Collected data:
# # # # #

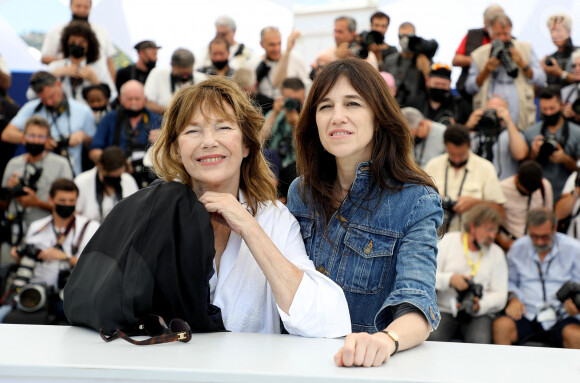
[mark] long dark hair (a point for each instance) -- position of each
(392, 159)
(83, 29)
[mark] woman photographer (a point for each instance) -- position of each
(369, 215)
(79, 67)
(210, 142)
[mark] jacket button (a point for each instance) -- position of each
(369, 248)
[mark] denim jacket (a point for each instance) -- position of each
(383, 251)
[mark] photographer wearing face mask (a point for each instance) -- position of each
(471, 279)
(27, 178)
(54, 244)
(102, 187)
(554, 142)
(539, 264)
(147, 60)
(132, 127)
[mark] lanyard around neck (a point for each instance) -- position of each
(473, 267)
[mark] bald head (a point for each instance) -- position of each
(132, 95)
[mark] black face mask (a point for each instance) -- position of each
(81, 18)
(457, 165)
(112, 181)
(34, 149)
(64, 211)
(186, 78)
(76, 51)
(439, 95)
(551, 119)
(150, 64)
(99, 108)
(133, 113)
(220, 64)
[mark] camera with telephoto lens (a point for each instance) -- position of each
(61, 146)
(365, 39)
(489, 124)
(569, 290)
(419, 45)
(291, 104)
(466, 298)
(500, 50)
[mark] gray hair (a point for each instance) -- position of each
(266, 30)
(502, 19)
(226, 21)
(539, 216)
(413, 117)
(560, 17)
(491, 11)
(351, 23)
(480, 214)
(182, 58)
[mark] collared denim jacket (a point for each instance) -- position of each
(382, 249)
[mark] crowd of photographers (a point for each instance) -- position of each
(509, 183)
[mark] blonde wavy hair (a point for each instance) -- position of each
(212, 96)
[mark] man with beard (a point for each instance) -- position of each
(162, 83)
(147, 51)
(80, 10)
(539, 264)
(131, 126)
(467, 259)
(463, 178)
(554, 142)
(275, 67)
(218, 53)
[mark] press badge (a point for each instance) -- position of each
(546, 313)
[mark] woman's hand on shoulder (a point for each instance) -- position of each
(227, 210)
(364, 349)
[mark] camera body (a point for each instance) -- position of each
(569, 290)
(489, 124)
(466, 298)
(500, 50)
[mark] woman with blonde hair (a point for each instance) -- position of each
(210, 142)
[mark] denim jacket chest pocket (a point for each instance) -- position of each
(366, 259)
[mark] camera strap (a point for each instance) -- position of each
(473, 267)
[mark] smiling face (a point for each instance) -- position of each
(211, 149)
(346, 124)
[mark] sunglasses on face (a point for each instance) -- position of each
(155, 327)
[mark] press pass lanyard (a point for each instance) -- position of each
(473, 267)
(460, 186)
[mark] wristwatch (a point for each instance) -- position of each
(395, 339)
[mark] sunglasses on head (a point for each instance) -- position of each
(155, 327)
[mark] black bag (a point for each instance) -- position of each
(153, 254)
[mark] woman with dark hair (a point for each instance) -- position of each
(80, 68)
(210, 142)
(368, 214)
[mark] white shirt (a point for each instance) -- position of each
(492, 273)
(87, 204)
(47, 272)
(296, 68)
(241, 290)
(51, 43)
(158, 85)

# # # # #

WORK INSTRUCTIONS: What is needed is an exact copy of the lines from the one containing "[mark] camera body" through the final line of the data, both included, and nothing more.

TASK ANSWER:
[mark] camera body (a point for each instance) -- position of each
(569, 290)
(489, 124)
(466, 298)
(500, 50)
[mark] woman with blonde hair (a point for each instance) -- position of each
(210, 142)
[mark] denim jacket chest pocket (a point for each instance) -- position of each
(366, 259)
[mark] camera strap (a point for each instance) -- position of each
(473, 267)
[mark] smiling face (a point for each instance) -- position of each
(211, 149)
(346, 124)
[mark] sunglasses on face (a point for each instance) -- position of each
(155, 327)
[mark] press pass lanyard (a point for each instance) -- position of each
(473, 267)
(460, 186)
[mark] wristwatch (a point for each instance) -- position of each
(395, 339)
[mark] sunglasses on head (a point for each instance) -- position of each
(155, 327)
[mark] black bag (a point for each instance) -- position of each
(153, 254)
[mark] woman with dark hair (a point for each instance) -- position of each
(80, 68)
(210, 142)
(368, 214)
[mark] white shirt (a point for each instance) -- position of each
(492, 273)
(87, 204)
(47, 272)
(296, 68)
(241, 290)
(51, 43)
(158, 85)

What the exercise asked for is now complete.